**What to do:**
1. In the forum thread about the 3116 Cat diesel, what is the GVWR of the 94 GMC C8500?
2. Switch "truck" to "rig" in the forum thread about the 3116 Cat diesel, and write out the passage starting with "I am looking" and going on through "(Jan 16, 2003)".
3. Continue the forum thread about the 3116 Cat diesel from the point where it stops.

**Text section:**

__________________________________________________

# 3116 Cat diesel... good/bad??



## Team_Yamaha (Nov 30, 2002)

I am looking at a 94 GMC C8500 tandom axle truck 58,000 GVWR, 14,000 front/40,000 rears with leafs all around. It has a 14' dump with 42" sides (13 yd) and a 3116 Cat (not sure if 250 or 275 hp) mated to a 13 spd. Only has 78,000 miles on it!!!!  I have never had a Cat diesel in any of my equipment before, is this a good motor?? Any known problems? Also with this motor have enough power for the truck, since right now I have a 91 International 33,000 lbs GVWR with a DT360 (180 hp) and a 6+1 tranny with a 6 yd dump. Great truck just gutless as hell when loaded to GVW. Any thoughts would be great!! Thanks


----------



## snowflake (Jan 16, 2003)

__________________________________________________

**Supplied entries:**
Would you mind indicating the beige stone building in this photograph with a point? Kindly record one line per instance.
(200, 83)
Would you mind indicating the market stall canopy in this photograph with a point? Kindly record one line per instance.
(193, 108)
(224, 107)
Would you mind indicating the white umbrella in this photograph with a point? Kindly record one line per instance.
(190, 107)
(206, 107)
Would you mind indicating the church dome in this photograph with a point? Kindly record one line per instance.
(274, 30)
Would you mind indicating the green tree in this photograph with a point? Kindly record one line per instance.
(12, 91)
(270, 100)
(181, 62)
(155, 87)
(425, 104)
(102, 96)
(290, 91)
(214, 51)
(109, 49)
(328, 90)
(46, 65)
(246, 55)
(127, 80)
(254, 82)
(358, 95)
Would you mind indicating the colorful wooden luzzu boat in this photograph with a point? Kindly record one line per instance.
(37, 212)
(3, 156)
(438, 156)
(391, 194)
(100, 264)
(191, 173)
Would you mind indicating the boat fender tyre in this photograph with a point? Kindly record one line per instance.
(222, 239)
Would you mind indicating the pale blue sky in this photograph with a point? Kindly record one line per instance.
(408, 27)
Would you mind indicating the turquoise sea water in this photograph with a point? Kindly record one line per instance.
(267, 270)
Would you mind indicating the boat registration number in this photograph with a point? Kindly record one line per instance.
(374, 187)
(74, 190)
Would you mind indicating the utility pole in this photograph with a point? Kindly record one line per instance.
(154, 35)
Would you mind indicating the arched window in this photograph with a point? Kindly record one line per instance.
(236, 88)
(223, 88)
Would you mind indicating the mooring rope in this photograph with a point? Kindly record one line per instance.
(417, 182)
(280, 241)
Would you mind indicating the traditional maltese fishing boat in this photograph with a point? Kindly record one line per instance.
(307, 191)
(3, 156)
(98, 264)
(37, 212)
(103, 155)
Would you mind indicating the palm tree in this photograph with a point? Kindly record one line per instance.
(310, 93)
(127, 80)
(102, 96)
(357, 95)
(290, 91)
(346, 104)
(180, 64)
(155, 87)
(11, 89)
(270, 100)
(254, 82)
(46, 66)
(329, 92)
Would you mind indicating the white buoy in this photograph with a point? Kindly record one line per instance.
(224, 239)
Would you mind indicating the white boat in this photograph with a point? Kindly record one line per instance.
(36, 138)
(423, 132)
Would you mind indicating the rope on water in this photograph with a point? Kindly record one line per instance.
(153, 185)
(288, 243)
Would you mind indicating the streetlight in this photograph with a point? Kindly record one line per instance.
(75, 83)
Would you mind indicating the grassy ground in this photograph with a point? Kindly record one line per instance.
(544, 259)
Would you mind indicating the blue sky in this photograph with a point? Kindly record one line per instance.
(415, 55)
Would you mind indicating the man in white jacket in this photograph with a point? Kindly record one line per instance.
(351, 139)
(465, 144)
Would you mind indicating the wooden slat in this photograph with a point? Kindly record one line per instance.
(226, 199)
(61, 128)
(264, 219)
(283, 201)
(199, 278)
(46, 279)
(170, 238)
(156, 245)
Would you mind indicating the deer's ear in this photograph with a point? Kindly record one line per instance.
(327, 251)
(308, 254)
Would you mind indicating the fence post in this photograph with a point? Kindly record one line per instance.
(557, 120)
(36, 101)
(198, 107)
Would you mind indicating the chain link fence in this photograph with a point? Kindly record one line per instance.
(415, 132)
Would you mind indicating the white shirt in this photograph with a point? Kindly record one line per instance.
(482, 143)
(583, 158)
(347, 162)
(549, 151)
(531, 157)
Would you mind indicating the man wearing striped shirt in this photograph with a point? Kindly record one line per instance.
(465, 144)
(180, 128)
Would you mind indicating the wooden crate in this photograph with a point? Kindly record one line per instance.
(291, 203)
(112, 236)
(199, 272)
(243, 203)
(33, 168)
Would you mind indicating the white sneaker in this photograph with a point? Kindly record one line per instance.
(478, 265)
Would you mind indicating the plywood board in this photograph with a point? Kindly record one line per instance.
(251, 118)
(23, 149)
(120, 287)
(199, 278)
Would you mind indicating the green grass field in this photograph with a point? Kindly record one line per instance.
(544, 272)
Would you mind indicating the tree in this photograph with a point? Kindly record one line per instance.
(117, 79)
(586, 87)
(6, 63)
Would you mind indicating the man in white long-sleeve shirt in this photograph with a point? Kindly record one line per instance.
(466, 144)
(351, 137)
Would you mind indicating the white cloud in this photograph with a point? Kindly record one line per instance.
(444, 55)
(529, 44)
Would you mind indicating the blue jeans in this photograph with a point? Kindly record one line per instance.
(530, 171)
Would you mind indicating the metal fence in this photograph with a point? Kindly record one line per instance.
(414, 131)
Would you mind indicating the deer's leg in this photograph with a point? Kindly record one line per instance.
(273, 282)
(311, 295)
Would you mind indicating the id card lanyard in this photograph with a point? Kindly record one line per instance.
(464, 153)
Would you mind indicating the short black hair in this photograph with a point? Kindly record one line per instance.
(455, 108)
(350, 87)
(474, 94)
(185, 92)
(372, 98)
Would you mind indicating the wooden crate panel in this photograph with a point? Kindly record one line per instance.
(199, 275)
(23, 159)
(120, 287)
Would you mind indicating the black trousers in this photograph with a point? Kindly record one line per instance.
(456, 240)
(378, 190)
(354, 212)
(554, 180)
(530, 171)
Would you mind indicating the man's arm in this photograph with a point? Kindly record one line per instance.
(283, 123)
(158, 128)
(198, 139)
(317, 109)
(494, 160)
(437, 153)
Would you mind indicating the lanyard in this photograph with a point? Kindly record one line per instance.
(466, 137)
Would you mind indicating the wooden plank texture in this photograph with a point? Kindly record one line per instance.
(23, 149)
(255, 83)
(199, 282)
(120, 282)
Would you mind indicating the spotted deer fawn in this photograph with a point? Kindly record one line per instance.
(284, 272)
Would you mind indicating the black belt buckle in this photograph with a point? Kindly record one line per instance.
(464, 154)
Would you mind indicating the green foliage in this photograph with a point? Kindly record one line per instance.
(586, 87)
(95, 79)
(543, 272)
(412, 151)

__________________________________________________

**The results:**
1. 58,000 GVWR

2.
I am looking at a 94 GMC C8500 tandom axle rig 58,000 GVWR, 14,000 front/40,000 rears with leafs all around. It has a 14' dump with 42" sides (13 yd) and a 3116 Cat (not sure if 250 or 275 hp) mated to a 13 spd. Only has 78,000 miles on it!!!!  I have never had a Cat diesel in any of my equipment before, is this a good motor?? Any known problems? Also with this motor have enough power for the rig, since right now I have a 91 International 33,000 lbs GVWR with a DT360 (180 hp) and a 6+1 tranny with a 6 yd dump. Great rig just gutless as hell when loaded to GVW. Any thoughts would be great!! Thanks


----------



## snowflake (Jan 16, 2003)

3.
good motor but goin to have same problem with that one as you got with your farmall low on power


----------



## hyperpack (Oct 24, 2002)

*Cold Cat*

I have a friend who has a few of these in school buses, They are a good engine good mileage good power for a bus, But are hard to warmup in cold weather, They smoke and won't pull till they are really hot.
It might be a little weak for a truck that heavy unless you like to shift.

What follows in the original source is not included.